* Start *
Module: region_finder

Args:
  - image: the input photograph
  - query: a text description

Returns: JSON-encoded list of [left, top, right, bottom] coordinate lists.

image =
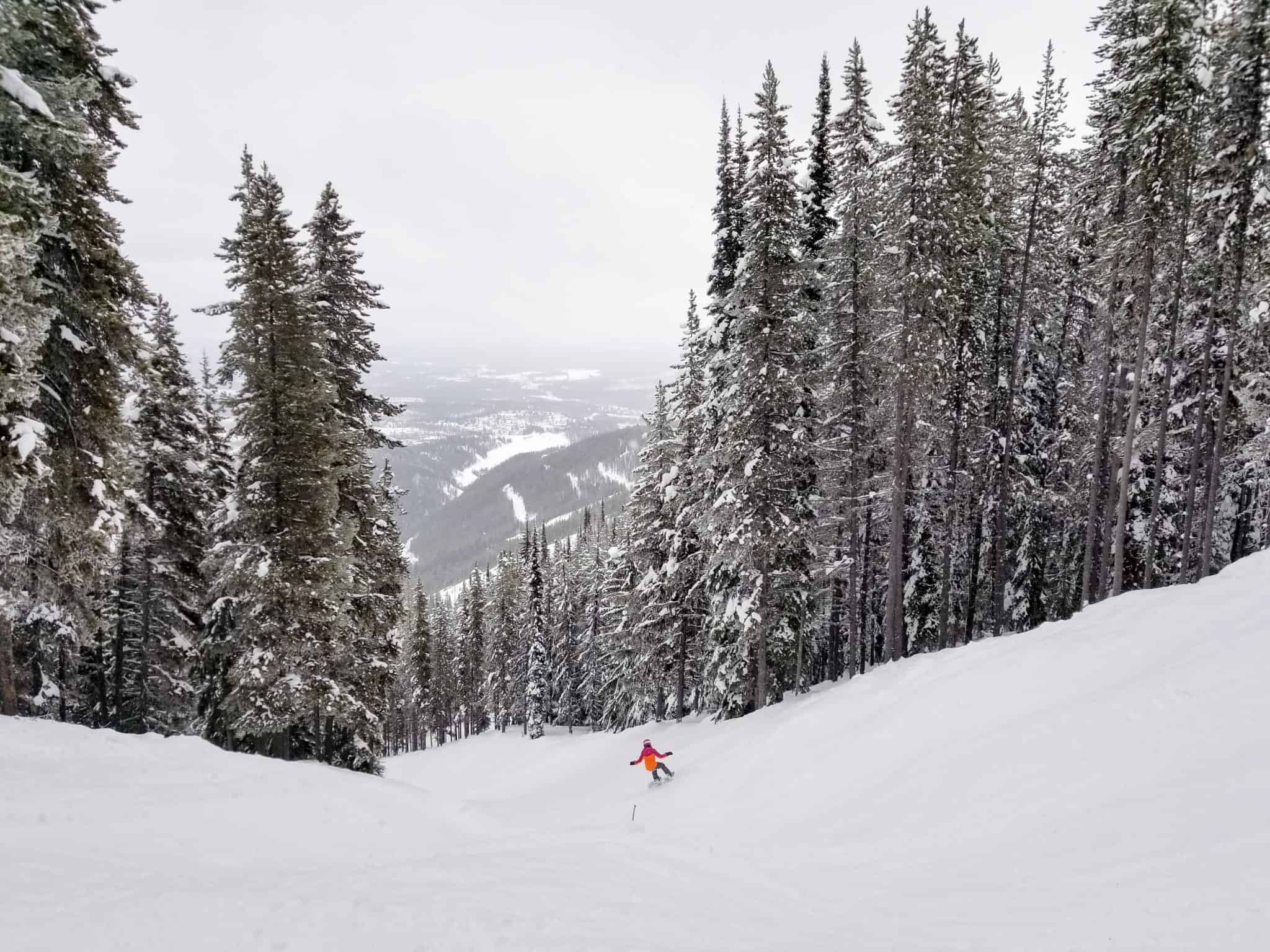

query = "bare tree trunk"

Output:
[[110, 529, 131, 730], [940, 387, 961, 650], [0, 609, 18, 717], [675, 604, 690, 716], [1181, 288, 1217, 581], [885, 390, 909, 661], [856, 509, 874, 674], [755, 549, 772, 711], [1111, 232, 1156, 598], [1095, 364, 1129, 602], [1142, 170, 1191, 589], [1081, 314, 1112, 608], [1199, 320, 1235, 579], [827, 518, 843, 682]]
* End *
Pull out every line of the records above that contains the string "query". Copy each one unchanged.

  - query: a text description
query = "bare tree trunk"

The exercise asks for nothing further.